STATED TASK 1: Please condense the Glenn Gould abstract below, from "Given the increased attention" through "teaching of multimodal composing.", into a short bulleted list that keeps its main facts.
STATED TASK 2: Pick up the Glenn Gould abstract below at the point where its text stops, and carry it forward.

PROVIDED PASSAGE:
Volume 37, September 2015, Pages 73–89
Abstract
Given
the increased attention to working with sound in multimodal and
multimedia compositions, this essay summarizes current pedagogical
research and scholarly conversations and then argues for more attention
to the work of Canadian pianist and recording artist Glenn Gould, who
was amongst the foremost artists of his time in critically thinking
about and productively expanding the possibilities of sound recording
and manipulation. Gould's own voice is a key feature of many of his
recordings, and his brilliant radio documentaries serve as challenging
models for what contemporary compositionists might do with sound and
voice in the teaching of multimodal composing. Indeed, Gould anticipated
so much contemporary media production, particularly a “do-it-yourself”

Object detection data:
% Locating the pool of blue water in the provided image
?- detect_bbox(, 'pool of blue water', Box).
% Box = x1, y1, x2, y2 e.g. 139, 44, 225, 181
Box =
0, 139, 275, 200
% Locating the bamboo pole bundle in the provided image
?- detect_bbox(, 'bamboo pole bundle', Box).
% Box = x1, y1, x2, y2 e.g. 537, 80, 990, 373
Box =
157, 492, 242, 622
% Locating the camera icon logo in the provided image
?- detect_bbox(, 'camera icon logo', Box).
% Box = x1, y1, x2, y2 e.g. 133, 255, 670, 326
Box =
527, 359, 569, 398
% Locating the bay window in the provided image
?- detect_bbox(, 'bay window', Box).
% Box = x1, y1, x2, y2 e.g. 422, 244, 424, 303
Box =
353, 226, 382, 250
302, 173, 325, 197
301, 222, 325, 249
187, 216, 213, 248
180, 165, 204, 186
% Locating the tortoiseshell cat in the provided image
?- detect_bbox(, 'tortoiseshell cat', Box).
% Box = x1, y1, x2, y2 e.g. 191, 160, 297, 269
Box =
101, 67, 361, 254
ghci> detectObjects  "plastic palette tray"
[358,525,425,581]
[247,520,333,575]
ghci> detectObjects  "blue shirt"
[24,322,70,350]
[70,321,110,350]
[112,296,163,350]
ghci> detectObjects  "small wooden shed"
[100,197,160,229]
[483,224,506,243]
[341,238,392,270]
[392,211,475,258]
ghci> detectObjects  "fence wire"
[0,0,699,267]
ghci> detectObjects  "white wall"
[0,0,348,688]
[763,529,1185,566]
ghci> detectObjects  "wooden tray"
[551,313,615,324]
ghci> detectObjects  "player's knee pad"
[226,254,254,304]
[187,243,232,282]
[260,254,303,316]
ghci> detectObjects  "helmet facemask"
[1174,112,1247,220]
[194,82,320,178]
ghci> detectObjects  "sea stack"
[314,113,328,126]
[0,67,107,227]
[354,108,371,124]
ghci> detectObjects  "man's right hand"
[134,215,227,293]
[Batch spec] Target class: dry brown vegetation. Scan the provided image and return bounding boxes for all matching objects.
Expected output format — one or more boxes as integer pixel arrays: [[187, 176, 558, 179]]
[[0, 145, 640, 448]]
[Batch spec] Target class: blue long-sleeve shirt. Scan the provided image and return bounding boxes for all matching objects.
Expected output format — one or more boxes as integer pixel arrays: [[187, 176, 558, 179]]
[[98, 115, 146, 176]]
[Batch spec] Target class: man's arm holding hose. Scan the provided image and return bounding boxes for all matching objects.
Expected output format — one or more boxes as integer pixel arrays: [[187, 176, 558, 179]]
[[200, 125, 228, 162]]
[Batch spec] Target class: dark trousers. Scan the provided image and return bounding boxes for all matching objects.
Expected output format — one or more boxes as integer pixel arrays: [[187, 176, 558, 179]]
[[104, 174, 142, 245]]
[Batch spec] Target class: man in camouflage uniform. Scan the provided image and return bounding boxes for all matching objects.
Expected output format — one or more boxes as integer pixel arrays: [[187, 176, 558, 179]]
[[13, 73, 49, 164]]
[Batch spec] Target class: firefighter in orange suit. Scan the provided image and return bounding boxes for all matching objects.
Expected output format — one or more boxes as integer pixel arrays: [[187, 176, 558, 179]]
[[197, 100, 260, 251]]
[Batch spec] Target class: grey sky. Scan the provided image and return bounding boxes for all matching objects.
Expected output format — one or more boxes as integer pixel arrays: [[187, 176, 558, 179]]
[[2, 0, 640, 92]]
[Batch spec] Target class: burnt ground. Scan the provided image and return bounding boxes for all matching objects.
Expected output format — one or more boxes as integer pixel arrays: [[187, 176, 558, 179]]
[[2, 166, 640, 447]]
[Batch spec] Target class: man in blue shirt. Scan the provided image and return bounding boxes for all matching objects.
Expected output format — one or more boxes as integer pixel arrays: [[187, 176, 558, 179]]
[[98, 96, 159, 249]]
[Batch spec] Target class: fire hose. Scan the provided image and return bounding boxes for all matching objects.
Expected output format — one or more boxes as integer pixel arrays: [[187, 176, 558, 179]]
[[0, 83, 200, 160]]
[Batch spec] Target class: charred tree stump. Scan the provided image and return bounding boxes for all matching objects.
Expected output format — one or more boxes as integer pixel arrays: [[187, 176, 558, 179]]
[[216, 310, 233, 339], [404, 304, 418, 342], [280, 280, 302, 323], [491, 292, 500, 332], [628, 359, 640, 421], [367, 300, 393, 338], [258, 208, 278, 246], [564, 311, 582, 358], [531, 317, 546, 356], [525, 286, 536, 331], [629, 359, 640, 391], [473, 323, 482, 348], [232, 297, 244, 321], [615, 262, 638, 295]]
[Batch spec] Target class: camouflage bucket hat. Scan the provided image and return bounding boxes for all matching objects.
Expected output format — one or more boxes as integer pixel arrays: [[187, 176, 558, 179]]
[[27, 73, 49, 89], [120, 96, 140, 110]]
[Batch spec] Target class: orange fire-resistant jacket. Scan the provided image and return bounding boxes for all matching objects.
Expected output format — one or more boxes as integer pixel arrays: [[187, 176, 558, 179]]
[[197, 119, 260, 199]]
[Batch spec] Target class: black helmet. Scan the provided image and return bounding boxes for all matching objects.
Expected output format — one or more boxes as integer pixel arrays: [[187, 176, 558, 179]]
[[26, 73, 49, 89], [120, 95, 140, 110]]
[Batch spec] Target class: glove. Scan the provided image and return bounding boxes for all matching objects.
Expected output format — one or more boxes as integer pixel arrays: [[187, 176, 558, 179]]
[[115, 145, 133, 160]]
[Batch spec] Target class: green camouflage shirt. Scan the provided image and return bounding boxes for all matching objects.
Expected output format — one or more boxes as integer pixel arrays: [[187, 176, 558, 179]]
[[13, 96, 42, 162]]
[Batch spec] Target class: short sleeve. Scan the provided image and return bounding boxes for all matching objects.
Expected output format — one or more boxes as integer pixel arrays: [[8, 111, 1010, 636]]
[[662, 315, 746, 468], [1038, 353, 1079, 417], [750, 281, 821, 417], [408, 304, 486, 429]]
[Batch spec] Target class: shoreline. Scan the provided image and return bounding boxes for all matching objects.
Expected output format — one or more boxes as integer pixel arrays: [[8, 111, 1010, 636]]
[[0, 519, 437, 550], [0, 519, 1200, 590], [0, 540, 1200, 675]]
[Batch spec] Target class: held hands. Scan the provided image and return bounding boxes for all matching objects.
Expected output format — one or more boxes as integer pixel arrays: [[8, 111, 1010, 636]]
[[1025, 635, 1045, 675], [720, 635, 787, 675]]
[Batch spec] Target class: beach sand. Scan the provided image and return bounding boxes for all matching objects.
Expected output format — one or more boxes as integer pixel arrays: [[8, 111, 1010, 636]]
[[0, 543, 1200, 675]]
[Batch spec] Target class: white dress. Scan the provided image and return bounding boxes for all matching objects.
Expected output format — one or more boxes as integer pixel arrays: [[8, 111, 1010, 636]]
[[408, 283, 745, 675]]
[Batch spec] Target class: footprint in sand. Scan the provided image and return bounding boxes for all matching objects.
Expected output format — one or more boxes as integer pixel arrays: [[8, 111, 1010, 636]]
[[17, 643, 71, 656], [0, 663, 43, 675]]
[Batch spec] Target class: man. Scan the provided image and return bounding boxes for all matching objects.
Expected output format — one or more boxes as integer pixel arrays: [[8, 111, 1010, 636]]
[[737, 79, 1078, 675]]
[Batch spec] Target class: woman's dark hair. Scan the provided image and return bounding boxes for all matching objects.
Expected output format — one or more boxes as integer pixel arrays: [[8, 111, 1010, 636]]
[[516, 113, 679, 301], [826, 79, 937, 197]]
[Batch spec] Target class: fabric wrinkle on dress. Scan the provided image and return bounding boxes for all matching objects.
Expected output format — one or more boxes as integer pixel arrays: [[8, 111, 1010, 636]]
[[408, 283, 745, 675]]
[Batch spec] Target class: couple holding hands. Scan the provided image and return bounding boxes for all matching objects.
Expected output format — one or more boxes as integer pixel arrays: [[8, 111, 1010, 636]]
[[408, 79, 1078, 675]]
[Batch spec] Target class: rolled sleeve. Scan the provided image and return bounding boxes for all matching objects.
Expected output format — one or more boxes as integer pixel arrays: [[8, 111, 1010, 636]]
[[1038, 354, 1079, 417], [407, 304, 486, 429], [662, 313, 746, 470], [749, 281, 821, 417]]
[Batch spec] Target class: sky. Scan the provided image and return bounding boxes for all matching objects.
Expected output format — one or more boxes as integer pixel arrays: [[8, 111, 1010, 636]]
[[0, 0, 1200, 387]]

EXERCISE RESULT 1:
- Working with sound in multimodal and multimedia compositions is receiving increased attention.
- The essay summarizes current pedagogical research and scholarly conversations on this topic.
- It argues for more attention to Canadian pianist and recording artist Glenn Gould, one of the foremost artists of his time in thinking critically about sound recording and manipulation and expanding its possibilities.
- Gould's own voice is a key feature of many of his recordings.
- His radio documentaries offer challenging models for how contemporary compositionists might use sound and voice when teaching multimodal composing.

EXERCISE RESULT 2:
aesthetic, from which we can still learn. Moreover, as Gould was
primarily a musician and sound artist, his insights into and practice
with working with sound and voice treat both sound and voice as their
own material media; they are not, for Gould, metaphors and stand-ins for
textual meaning making and, as such, his work might inform a multimodal
compositional pedagogy that takes seriously the particular affordances
of sound and voice. Attention to such work might help us consider what
can be done with sound and voice in the production of multimedia “texts”
where sound and voice act beyond the textual—not just as metaphors for
textual meaning making, but as materialities with their own particular
rhetorical and affective affordances and dimensions.
Keywords
- Multimodality;
- Sound;
- Sound recording;
- Sound and Materiality;
- Glenn Gould;
- Radio documentary;
- Sound essay
Copyright © 2015 Elsevier Inc. All rights reserved.
Jonathan Alexander
is Professor of English at the University of California, Irvine, where
he has served as Campus Writing Coordinator, director of the Center for
Excellence in Writing & Communication, and chair of the Department
of Gender and Sexuality Studies.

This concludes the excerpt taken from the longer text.